- [WHAT THE EXERCISE ASKS]: Wherever a line in the records below contains "barrel", copy that line.

Data excerpts:

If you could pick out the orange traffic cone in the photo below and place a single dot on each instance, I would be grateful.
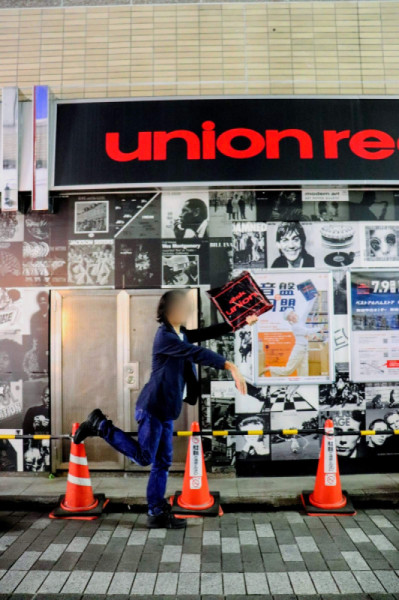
(196, 499)
(79, 501)
(327, 497)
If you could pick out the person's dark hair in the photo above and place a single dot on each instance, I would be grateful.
(166, 302)
(198, 204)
(390, 414)
(371, 426)
(291, 227)
(369, 197)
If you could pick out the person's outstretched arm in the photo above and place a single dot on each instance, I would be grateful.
(214, 331)
(169, 344)
(208, 333)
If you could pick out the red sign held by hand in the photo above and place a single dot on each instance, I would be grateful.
(238, 299)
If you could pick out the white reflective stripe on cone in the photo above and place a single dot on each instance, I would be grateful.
(78, 460)
(79, 480)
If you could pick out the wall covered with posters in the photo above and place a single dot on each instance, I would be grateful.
(327, 260)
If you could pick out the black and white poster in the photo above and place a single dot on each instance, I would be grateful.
(11, 404)
(380, 244)
(256, 400)
(91, 216)
(279, 205)
(382, 395)
(138, 263)
(11, 262)
(91, 262)
(11, 451)
(227, 206)
(351, 421)
(301, 446)
(11, 226)
(373, 205)
(180, 265)
(342, 394)
(304, 245)
(253, 449)
(220, 261)
(185, 216)
(138, 215)
(243, 344)
(249, 245)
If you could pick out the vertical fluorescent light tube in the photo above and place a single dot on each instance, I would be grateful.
(40, 187)
(9, 160)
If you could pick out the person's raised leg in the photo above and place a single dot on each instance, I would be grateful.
(141, 452)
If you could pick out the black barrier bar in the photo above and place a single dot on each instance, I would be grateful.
(215, 433)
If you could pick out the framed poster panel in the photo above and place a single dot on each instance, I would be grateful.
(379, 244)
(374, 319)
(293, 341)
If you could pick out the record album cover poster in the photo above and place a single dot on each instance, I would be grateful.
(11, 404)
(373, 205)
(249, 245)
(292, 342)
(301, 245)
(382, 395)
(347, 421)
(379, 244)
(302, 446)
(227, 206)
(91, 216)
(279, 205)
(91, 262)
(326, 210)
(180, 269)
(185, 215)
(138, 216)
(138, 263)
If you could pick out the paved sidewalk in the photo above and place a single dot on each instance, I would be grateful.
(281, 555)
(367, 490)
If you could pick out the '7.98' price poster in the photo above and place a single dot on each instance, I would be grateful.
(374, 325)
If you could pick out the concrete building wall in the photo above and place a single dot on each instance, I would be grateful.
(124, 50)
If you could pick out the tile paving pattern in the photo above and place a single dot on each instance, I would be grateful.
(264, 556)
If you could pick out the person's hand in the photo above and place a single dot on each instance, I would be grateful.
(239, 380)
(251, 320)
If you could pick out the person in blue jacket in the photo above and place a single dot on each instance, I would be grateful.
(173, 377)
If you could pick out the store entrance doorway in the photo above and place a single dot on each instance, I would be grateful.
(101, 343)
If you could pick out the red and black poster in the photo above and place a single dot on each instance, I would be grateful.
(238, 299)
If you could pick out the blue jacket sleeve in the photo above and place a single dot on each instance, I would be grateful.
(208, 333)
(170, 344)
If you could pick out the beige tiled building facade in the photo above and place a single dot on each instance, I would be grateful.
(128, 49)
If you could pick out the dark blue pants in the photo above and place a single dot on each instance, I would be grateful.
(152, 447)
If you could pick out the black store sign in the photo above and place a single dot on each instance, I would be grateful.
(227, 140)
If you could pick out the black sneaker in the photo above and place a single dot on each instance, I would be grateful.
(165, 521)
(90, 427)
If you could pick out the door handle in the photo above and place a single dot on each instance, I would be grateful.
(131, 378)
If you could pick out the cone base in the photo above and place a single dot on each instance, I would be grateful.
(82, 515)
(315, 511)
(211, 511)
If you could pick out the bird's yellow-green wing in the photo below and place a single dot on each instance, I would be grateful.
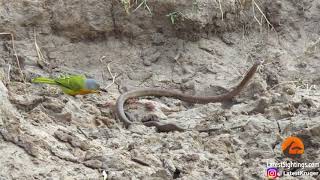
(44, 80)
(76, 82)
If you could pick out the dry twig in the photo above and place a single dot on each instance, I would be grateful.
(15, 54)
(41, 59)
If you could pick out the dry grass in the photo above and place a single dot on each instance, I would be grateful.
(16, 57)
(41, 60)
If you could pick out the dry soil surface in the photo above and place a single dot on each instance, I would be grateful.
(200, 47)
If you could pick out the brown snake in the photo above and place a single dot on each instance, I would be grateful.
(178, 95)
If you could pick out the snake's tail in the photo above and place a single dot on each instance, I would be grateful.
(44, 80)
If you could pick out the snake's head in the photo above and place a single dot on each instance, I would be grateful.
(92, 84)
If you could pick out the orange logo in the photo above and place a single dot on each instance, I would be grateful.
(292, 147)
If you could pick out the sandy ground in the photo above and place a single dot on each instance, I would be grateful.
(45, 134)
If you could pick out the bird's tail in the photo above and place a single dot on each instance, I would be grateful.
(44, 80)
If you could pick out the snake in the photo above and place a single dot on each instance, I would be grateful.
(157, 92)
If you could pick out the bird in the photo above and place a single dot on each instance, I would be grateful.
(71, 85)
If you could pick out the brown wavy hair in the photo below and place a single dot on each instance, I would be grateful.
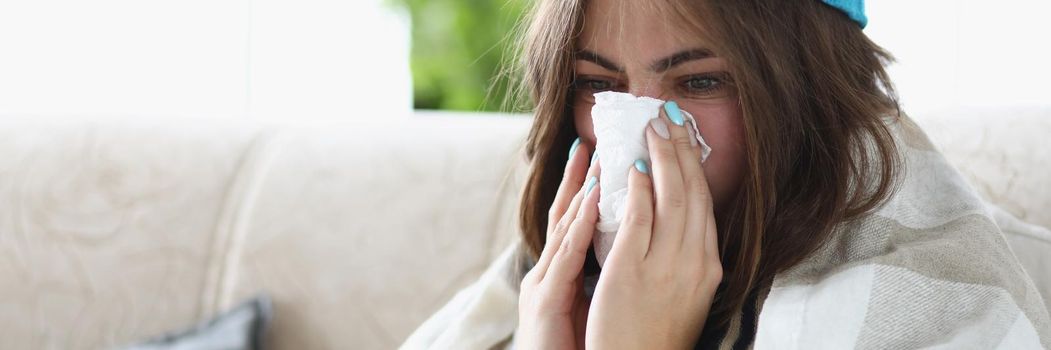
(817, 104)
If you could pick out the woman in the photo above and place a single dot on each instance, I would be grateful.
(812, 222)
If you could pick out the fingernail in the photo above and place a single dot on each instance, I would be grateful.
(641, 166)
(591, 184)
(573, 148)
(693, 135)
(673, 111)
(660, 127)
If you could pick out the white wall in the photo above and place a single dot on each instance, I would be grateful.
(959, 54)
(203, 58)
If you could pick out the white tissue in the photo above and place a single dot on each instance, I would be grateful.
(620, 123)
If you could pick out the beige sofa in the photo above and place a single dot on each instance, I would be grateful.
(112, 230)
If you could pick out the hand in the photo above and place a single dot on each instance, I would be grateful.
(658, 282)
(552, 308)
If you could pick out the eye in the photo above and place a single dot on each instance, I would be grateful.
(701, 83)
(594, 84)
(707, 85)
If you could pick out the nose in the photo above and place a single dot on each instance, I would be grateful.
(647, 88)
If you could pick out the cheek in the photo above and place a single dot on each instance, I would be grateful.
(581, 120)
(722, 127)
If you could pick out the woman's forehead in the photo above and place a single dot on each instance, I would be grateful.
(633, 33)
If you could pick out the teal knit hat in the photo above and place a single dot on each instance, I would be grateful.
(853, 8)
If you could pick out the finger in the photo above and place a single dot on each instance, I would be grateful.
(560, 227)
(632, 241)
(698, 194)
(671, 200)
(573, 178)
(569, 261)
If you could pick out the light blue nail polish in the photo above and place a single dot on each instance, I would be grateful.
(573, 148)
(641, 166)
(674, 114)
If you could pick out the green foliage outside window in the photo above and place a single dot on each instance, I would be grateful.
(458, 47)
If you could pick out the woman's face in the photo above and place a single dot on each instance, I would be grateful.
(630, 50)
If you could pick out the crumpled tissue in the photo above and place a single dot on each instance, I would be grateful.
(620, 121)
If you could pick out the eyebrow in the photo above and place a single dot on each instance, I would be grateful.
(659, 66)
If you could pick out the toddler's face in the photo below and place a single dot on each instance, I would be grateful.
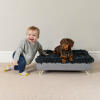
(32, 35)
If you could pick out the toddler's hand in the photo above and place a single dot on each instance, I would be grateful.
(14, 62)
(46, 54)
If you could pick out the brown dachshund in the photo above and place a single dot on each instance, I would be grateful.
(64, 49)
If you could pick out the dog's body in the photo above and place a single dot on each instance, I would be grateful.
(64, 49)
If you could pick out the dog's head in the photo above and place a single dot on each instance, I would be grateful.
(66, 43)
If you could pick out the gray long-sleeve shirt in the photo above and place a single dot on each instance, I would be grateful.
(28, 50)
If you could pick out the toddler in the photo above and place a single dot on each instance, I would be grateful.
(26, 51)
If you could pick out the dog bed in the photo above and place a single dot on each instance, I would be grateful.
(82, 61)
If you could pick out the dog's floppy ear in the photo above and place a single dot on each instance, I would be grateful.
(71, 42)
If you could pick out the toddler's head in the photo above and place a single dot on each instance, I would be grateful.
(32, 34)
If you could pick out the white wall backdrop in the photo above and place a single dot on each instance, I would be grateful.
(76, 19)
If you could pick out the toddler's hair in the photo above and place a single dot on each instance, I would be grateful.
(34, 28)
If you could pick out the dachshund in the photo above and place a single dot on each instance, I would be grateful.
(64, 49)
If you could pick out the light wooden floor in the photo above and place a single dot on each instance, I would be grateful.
(51, 85)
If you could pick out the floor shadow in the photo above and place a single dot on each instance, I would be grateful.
(31, 68)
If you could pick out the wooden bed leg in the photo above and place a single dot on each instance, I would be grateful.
(41, 72)
(87, 72)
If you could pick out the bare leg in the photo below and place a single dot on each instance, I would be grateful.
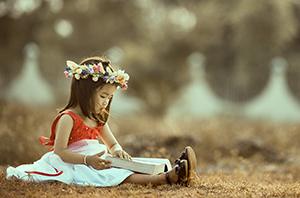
(153, 179)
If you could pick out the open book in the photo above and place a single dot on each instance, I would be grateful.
(150, 166)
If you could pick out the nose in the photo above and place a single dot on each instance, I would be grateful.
(104, 103)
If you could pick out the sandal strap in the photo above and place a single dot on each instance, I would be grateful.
(182, 157)
(182, 171)
(168, 178)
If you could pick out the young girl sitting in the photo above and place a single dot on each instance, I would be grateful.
(76, 156)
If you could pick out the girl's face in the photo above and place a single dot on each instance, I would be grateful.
(102, 97)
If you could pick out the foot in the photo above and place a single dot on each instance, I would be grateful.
(179, 174)
(189, 155)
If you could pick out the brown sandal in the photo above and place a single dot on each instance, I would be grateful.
(189, 155)
(181, 170)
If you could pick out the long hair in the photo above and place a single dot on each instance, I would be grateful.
(83, 92)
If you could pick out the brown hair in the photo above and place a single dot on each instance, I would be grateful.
(83, 92)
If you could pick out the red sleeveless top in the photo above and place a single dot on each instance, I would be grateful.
(79, 131)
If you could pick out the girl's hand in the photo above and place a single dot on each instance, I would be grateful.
(97, 163)
(122, 154)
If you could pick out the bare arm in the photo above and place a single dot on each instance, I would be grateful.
(63, 131)
(107, 137)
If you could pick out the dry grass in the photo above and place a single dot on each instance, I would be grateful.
(236, 158)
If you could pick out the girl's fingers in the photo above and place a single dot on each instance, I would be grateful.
(100, 154)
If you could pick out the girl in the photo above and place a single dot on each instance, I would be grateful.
(77, 157)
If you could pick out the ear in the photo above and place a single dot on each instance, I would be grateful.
(72, 64)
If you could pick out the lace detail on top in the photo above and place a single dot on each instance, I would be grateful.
(79, 131)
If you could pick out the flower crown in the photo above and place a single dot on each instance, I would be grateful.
(96, 71)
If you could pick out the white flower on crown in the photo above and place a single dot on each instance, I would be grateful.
(96, 71)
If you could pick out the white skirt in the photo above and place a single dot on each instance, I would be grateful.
(52, 168)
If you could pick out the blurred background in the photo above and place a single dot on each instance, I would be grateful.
(222, 76)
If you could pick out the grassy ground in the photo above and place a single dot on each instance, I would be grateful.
(236, 157)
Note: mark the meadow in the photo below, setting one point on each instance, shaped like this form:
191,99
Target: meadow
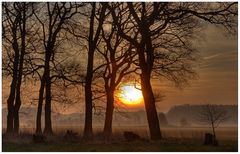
175,139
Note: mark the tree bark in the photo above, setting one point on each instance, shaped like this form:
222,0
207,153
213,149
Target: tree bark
88,97
20,70
39,109
150,107
11,98
48,123
109,114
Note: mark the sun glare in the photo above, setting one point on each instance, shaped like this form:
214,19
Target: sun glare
130,95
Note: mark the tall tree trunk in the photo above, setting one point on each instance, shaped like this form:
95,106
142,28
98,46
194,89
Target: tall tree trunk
88,97
39,108
16,110
48,122
150,107
11,98
109,114
20,71
88,85
10,103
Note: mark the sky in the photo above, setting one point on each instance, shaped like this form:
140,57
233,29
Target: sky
216,83
217,73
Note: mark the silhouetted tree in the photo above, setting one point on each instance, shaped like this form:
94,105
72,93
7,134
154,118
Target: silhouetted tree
164,32
16,27
93,39
53,20
118,57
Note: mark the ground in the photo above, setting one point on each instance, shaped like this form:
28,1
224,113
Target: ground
175,140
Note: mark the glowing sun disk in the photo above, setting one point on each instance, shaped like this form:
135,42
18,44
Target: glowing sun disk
130,95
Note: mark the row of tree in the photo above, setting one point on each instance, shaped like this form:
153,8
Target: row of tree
49,42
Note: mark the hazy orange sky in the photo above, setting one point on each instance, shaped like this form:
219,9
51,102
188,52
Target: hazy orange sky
217,70
217,82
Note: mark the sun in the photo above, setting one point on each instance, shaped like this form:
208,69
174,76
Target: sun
130,95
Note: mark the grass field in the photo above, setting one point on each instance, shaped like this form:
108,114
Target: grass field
175,139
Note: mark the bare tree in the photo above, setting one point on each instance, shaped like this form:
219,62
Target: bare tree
164,32
213,116
16,35
118,56
93,39
53,21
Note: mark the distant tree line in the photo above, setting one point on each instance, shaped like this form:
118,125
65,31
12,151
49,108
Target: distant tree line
49,42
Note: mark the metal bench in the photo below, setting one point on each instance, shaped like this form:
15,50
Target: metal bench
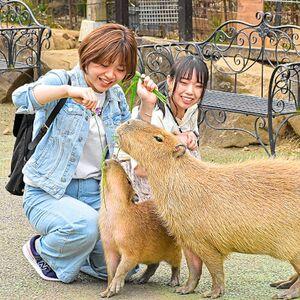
232,49
21,38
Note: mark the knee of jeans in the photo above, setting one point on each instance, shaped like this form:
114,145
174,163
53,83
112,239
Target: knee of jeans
83,230
87,229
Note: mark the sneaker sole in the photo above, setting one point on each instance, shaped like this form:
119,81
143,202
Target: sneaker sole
31,260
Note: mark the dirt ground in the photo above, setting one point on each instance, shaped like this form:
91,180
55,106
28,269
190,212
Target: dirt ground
247,276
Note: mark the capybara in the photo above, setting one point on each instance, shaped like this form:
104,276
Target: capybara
213,210
132,233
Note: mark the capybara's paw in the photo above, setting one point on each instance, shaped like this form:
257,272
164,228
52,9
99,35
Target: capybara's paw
214,293
285,284
141,280
174,281
106,294
113,288
185,289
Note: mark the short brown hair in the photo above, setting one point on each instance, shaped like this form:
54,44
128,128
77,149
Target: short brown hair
108,43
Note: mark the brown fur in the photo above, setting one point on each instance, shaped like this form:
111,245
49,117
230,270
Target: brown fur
132,233
213,210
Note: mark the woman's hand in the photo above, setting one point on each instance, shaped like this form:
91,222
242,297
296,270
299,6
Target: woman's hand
189,138
83,96
144,91
148,99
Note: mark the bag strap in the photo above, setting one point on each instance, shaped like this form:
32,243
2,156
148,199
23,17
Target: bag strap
48,122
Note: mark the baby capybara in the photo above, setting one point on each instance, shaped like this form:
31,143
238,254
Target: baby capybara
214,210
131,233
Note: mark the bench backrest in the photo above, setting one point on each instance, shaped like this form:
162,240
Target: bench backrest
21,37
232,50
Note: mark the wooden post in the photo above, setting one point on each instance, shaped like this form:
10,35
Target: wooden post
122,16
96,10
185,20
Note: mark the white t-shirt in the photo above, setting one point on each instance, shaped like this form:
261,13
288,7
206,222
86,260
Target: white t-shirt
89,165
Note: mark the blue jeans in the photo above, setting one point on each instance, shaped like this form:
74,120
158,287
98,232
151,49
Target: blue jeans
69,228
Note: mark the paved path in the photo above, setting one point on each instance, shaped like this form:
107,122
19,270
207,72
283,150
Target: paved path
247,276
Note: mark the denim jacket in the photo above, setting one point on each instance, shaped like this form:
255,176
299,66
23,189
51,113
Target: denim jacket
55,159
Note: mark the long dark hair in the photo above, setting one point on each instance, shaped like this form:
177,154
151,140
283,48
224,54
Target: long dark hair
183,68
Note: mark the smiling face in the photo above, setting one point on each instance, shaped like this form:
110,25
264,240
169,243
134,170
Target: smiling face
187,93
102,76
107,55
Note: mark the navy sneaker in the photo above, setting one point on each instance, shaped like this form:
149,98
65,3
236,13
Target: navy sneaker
41,267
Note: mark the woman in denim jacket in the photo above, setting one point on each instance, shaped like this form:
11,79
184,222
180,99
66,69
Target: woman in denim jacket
61,196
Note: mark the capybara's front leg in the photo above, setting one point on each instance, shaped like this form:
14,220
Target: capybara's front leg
195,270
214,263
175,276
294,291
285,284
112,260
147,274
126,264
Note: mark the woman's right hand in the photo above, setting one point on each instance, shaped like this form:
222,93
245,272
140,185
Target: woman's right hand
144,91
83,95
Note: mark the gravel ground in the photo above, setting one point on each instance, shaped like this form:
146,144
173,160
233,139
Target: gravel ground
247,276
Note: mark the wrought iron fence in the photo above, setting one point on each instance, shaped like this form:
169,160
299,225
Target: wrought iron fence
159,17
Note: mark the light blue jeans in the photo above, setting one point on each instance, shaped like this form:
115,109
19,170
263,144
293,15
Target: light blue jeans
69,228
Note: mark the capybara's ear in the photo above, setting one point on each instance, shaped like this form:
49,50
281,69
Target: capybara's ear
179,150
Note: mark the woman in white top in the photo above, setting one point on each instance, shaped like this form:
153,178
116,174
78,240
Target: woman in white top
186,84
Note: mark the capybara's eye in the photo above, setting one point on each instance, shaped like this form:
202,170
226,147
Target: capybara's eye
158,138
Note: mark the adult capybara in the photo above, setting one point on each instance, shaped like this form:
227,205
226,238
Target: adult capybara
132,233
213,210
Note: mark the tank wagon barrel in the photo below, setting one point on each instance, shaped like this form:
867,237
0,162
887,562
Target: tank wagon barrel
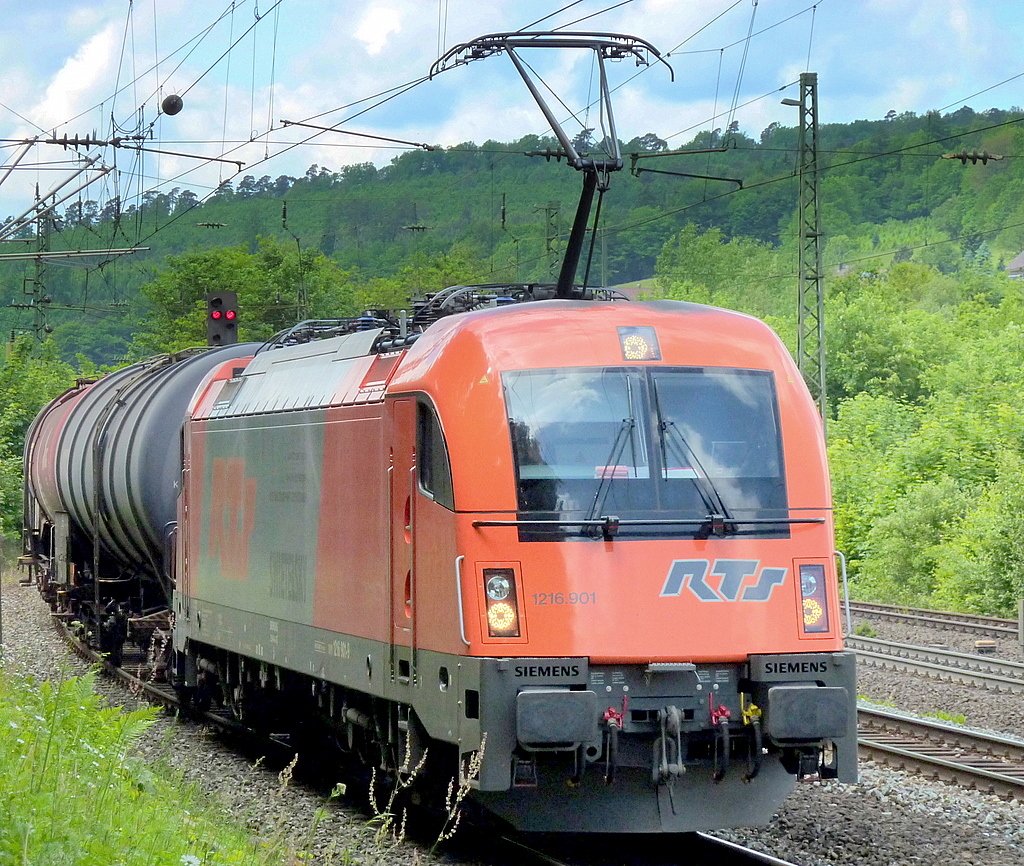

- [RESULT OF THIS EXERCISE]:
Note: mark the tank wagon barrel in the photo below, setting one point on each instance, shaped like this form:
Target: tank wagon barrel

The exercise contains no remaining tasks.